[Excerpts from a point labeling dataset]

════

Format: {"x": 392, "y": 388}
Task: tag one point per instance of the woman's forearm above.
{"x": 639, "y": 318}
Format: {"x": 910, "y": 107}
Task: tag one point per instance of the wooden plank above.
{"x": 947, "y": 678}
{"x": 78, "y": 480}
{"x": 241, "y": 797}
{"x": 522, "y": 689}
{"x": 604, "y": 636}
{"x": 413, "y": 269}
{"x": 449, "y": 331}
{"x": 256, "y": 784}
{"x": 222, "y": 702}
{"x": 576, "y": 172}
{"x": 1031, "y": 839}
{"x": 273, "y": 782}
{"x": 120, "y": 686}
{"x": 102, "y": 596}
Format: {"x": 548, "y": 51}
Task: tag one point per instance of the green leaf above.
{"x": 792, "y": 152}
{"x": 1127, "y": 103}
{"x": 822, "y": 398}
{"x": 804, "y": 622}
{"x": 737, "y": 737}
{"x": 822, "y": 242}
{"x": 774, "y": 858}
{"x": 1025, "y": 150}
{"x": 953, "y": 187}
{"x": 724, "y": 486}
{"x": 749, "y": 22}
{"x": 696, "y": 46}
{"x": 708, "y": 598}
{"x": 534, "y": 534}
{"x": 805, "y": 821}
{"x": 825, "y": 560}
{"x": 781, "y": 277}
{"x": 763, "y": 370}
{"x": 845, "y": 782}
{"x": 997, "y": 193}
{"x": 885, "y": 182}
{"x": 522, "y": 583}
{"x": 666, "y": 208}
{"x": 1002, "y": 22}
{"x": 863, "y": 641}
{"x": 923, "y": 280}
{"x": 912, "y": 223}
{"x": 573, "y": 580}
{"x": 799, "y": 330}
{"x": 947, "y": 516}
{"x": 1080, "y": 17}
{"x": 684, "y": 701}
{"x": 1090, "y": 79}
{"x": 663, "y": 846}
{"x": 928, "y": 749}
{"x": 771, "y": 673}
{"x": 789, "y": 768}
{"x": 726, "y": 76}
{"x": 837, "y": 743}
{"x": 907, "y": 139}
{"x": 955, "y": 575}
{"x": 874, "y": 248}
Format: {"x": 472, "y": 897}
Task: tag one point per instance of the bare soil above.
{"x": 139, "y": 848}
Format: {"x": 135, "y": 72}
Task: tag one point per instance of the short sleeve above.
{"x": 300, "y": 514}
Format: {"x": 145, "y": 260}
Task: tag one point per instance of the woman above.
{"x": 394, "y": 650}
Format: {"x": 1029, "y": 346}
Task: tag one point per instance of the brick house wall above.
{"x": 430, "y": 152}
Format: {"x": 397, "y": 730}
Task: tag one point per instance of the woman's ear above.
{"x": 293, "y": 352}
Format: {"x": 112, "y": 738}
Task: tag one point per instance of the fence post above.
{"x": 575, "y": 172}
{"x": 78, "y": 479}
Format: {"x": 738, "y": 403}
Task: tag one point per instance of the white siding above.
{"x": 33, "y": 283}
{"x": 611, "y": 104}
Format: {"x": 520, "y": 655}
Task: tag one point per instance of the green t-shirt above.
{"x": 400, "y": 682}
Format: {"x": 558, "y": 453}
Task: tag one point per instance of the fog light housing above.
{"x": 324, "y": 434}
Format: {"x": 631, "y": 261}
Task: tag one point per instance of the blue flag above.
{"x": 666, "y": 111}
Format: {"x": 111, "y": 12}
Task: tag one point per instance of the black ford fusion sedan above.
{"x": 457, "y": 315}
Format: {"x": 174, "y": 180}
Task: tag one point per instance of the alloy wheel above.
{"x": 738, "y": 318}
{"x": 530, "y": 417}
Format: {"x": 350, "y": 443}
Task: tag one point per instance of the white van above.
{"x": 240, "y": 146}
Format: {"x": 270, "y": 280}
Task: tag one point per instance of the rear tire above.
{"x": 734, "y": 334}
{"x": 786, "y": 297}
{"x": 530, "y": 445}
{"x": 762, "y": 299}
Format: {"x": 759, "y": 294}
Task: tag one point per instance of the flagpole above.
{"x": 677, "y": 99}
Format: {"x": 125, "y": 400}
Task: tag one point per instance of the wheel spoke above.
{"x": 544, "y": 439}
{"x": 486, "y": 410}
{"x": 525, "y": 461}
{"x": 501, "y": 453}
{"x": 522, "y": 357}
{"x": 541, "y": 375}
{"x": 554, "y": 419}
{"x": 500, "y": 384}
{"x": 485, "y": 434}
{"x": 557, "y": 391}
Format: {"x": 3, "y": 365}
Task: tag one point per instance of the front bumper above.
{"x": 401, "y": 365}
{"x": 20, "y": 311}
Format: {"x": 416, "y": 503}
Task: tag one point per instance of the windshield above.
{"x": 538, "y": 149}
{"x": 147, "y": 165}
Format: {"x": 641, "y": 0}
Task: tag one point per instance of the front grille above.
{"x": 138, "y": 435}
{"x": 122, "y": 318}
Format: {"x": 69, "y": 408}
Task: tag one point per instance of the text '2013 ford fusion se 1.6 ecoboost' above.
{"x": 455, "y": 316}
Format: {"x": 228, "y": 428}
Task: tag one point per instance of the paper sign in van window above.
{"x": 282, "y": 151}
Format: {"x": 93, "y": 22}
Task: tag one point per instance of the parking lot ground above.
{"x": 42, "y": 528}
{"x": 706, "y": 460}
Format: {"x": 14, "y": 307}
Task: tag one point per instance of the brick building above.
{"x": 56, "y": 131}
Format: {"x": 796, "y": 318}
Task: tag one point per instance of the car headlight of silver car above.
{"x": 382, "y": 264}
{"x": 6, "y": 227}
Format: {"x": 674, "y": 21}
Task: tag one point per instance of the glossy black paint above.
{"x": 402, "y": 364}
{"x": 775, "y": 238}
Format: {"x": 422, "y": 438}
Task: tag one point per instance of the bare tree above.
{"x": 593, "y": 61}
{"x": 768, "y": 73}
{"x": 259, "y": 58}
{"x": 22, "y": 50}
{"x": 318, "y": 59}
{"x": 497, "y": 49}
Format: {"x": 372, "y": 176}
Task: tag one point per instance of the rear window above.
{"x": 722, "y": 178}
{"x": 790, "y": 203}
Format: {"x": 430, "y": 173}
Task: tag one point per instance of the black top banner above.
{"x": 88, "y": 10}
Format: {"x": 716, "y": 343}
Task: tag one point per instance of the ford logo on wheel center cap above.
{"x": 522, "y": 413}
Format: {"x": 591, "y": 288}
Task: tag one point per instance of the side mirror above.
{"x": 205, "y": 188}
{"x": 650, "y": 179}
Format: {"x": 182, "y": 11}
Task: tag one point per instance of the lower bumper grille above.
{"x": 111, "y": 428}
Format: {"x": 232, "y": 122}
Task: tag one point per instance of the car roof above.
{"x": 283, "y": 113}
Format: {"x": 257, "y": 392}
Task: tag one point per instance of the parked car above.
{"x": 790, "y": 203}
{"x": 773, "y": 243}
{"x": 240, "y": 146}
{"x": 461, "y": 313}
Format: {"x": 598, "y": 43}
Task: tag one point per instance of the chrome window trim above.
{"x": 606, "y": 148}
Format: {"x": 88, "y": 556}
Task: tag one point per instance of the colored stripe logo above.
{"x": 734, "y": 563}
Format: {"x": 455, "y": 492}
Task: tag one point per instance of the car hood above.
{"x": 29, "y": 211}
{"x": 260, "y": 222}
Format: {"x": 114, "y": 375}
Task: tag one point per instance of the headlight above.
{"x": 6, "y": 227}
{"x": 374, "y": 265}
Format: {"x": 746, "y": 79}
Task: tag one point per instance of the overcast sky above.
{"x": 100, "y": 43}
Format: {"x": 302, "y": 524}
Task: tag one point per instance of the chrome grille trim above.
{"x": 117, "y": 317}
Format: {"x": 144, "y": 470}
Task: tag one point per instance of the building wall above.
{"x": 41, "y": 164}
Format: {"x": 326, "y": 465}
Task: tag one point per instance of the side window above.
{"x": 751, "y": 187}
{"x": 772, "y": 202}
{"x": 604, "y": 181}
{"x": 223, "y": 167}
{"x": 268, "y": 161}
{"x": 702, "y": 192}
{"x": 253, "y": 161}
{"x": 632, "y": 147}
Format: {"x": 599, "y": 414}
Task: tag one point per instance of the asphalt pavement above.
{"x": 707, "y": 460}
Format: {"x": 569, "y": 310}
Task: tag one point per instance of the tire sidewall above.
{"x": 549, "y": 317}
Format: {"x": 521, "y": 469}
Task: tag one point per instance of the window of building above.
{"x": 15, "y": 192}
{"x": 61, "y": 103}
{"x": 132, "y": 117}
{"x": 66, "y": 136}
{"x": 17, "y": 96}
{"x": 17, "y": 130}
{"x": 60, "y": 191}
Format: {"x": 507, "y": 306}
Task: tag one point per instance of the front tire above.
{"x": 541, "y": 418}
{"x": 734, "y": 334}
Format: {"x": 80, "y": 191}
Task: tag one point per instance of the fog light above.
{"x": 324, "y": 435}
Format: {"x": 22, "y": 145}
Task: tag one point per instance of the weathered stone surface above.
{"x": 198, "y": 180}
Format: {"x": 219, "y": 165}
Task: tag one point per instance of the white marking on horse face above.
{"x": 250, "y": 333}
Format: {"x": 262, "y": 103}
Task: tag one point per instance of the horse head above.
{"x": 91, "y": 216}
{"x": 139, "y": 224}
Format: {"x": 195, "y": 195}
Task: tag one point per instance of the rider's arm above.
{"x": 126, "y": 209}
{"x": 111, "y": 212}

════

EXERCISE REQUIREMENTS: Collect every line of the material above that contains the word "black", copying each line in full.

WRITTEN SOLUTION:
Task: tag one point per instance of the black ford fusion sedan above.
Task: tag one point per instance of the glossy black paint above.
Task: tag one point per instance of the black top banner above.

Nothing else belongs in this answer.